Coordinate annotation rows
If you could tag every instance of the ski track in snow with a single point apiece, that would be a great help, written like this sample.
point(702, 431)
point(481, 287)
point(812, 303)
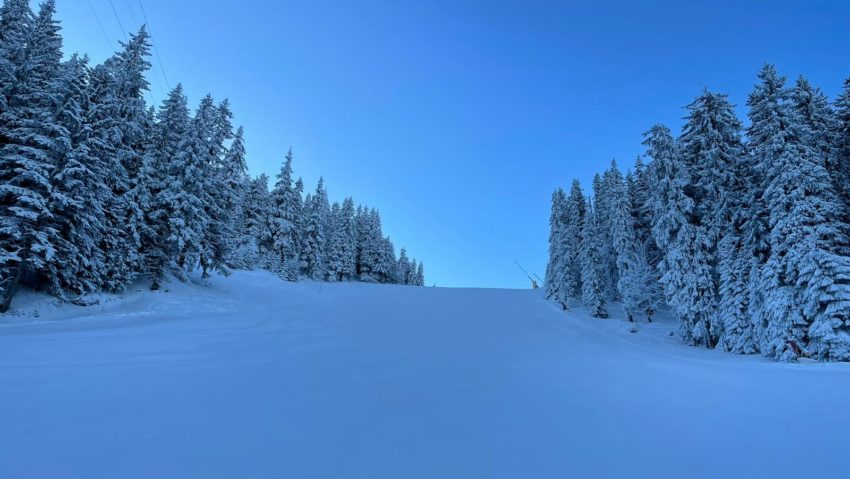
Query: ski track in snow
point(253, 377)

→ What is needed
Edit these rows so that every occurrence of "ski track in snow" becomes "ski trail in snow", keeping everything else the same. Leave the pictures out of your answer.

→ Exercise result
If you could tag every instance of the ski trail in snow with a single point apiece, that would be a great help, written like this sample.
point(702, 431)
point(481, 287)
point(812, 303)
Query: ski trail in snow
point(253, 377)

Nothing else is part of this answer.